YOUR INSTRUCTIONS =>
From the data below, copy word for word the lines starting at the line that contains "Practice step: locate the horizon" and ending at the line that contains "point(693, 329)". Include both of those lines and nothing else.

RECORD EXTRACTS =>
□ □ □ □
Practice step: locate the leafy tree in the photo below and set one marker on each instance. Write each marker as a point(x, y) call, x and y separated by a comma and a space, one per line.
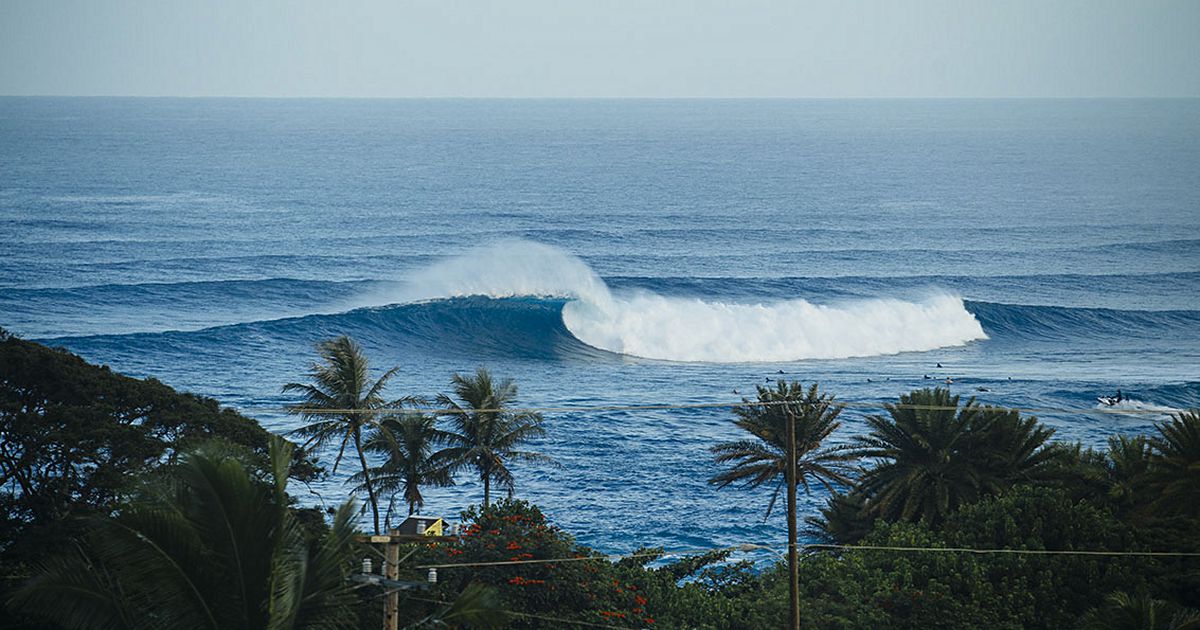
point(763, 460)
point(1140, 611)
point(1175, 465)
point(1127, 463)
point(933, 456)
point(343, 403)
point(485, 433)
point(504, 544)
point(845, 519)
point(408, 442)
point(72, 435)
point(214, 545)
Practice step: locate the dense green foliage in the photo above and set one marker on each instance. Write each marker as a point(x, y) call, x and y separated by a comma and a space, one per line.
point(763, 460)
point(931, 456)
point(342, 406)
point(485, 435)
point(408, 443)
point(156, 526)
point(73, 435)
point(211, 543)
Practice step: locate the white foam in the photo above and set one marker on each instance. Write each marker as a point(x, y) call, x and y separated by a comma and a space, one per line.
point(690, 329)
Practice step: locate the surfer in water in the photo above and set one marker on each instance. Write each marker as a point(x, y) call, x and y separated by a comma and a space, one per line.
point(1113, 401)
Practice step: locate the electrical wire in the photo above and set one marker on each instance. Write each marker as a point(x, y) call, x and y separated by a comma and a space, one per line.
point(819, 546)
point(531, 616)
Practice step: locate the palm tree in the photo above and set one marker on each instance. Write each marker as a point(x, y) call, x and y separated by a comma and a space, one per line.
point(1127, 465)
point(789, 425)
point(763, 460)
point(343, 405)
point(934, 456)
point(1123, 611)
point(214, 546)
point(408, 442)
point(1175, 465)
point(485, 433)
point(845, 520)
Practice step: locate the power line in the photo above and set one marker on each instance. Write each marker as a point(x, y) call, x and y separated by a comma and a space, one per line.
point(820, 546)
point(532, 616)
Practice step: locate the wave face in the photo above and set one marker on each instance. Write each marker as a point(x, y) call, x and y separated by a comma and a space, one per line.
point(649, 325)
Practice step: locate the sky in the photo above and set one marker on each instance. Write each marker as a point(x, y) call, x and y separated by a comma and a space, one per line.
point(601, 48)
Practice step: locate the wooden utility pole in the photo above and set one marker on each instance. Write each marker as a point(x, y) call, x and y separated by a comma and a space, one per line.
point(793, 569)
point(391, 605)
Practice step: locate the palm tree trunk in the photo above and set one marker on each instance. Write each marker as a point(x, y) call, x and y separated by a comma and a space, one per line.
point(366, 479)
point(793, 569)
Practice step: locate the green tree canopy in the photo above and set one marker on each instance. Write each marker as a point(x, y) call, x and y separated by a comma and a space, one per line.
point(485, 435)
point(343, 405)
point(211, 545)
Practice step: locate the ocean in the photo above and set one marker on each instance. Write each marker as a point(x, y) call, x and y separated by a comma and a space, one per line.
point(1037, 252)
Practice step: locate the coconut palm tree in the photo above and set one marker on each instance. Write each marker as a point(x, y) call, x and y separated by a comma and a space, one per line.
point(343, 405)
point(1175, 465)
point(1140, 611)
point(789, 425)
point(933, 456)
point(1127, 465)
point(763, 459)
point(214, 546)
point(484, 433)
point(408, 442)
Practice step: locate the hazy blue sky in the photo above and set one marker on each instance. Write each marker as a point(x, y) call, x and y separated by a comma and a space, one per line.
point(648, 48)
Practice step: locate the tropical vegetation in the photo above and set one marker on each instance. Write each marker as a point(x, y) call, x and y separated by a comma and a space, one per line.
point(125, 504)
point(343, 405)
point(485, 435)
point(211, 544)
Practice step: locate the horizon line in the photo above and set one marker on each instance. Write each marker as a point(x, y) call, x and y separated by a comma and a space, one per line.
point(299, 97)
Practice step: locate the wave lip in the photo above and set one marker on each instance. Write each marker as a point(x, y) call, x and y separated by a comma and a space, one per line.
point(681, 329)
point(651, 325)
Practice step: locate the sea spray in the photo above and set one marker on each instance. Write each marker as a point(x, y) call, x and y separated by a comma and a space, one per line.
point(683, 329)
point(693, 329)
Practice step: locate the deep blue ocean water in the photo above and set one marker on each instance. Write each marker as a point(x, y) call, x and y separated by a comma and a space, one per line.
point(619, 252)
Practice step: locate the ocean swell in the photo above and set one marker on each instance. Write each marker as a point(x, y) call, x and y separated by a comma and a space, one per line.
point(651, 325)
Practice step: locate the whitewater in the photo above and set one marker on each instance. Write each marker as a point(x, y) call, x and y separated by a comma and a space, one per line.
point(648, 325)
point(616, 255)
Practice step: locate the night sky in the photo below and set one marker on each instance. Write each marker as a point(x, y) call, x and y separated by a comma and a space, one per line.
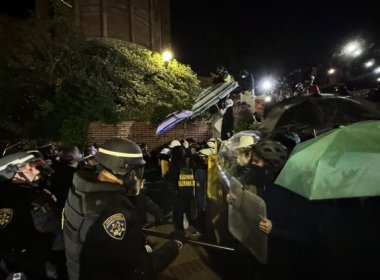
point(268, 36)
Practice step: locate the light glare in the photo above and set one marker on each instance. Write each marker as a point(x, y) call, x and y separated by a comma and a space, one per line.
point(369, 63)
point(167, 55)
point(331, 71)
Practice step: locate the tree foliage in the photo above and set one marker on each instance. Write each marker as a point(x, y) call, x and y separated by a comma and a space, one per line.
point(54, 82)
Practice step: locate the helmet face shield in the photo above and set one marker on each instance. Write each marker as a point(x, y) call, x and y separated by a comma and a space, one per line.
point(133, 179)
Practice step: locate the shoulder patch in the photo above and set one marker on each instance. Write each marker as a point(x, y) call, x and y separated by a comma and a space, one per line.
point(6, 215)
point(115, 226)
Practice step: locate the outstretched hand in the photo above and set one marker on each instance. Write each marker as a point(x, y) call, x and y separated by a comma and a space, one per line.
point(265, 225)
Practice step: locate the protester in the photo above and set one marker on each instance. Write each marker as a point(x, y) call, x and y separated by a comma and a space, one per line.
point(64, 169)
point(221, 75)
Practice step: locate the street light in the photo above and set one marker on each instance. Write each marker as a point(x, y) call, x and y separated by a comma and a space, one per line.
point(369, 63)
point(331, 71)
point(167, 55)
point(353, 49)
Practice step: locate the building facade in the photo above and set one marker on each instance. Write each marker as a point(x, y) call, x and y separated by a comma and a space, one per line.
point(144, 22)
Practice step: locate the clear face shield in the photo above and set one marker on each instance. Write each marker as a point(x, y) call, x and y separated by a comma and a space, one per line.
point(243, 156)
point(133, 179)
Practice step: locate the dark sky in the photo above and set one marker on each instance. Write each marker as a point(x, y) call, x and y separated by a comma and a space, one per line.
point(267, 36)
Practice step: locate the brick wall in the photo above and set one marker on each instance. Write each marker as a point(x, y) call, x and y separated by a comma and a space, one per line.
point(146, 132)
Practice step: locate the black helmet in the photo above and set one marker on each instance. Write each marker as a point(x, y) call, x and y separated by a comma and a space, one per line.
point(10, 164)
point(70, 154)
point(288, 138)
point(272, 151)
point(119, 155)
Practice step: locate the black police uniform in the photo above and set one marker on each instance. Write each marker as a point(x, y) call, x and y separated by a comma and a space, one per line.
point(30, 231)
point(103, 235)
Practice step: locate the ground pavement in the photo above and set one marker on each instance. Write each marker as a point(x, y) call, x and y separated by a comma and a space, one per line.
point(193, 261)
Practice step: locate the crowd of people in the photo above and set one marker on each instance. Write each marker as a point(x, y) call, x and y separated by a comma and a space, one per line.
point(59, 207)
point(72, 214)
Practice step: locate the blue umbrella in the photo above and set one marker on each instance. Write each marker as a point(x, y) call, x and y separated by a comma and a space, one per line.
point(211, 96)
point(172, 119)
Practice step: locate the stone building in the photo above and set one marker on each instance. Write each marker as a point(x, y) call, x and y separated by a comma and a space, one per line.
point(144, 22)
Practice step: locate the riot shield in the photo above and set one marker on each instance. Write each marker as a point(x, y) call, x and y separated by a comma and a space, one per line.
point(243, 220)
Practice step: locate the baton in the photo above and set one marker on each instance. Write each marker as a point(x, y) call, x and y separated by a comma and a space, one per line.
point(199, 243)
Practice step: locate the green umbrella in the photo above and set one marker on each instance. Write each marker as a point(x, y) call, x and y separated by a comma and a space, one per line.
point(341, 163)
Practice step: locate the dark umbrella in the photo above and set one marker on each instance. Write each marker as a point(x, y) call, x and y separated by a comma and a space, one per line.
point(309, 115)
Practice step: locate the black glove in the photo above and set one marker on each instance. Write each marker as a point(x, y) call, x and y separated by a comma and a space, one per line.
point(179, 237)
point(178, 234)
point(160, 219)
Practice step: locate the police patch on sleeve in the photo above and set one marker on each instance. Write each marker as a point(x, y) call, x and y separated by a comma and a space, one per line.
point(115, 226)
point(6, 215)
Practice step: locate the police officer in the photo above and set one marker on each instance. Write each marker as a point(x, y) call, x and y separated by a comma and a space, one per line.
point(30, 232)
point(64, 170)
point(102, 230)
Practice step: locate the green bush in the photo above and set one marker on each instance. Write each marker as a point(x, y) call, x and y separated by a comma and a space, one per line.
point(54, 82)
□ □ □ □
THE REPLY =>
Practice step: locate the horizon line in the photo above and set one marker on each instance. Write each marker as a point(x, y) call, x and y separated by a comma and a space, one per line.
point(299, 97)
Practice step: locate the wave lip in the photo above and set one marker on each instance. Write each marker as a point(x, y) call, x and y separated by a comma and a space, one per line.
point(681, 329)
point(651, 325)
Practice step: locate the sea spray in the photo above and set one marker on each instance. Write each marker as a point(x, y) call, x and y separated by a comma and a space, one per line.
point(683, 329)
point(693, 329)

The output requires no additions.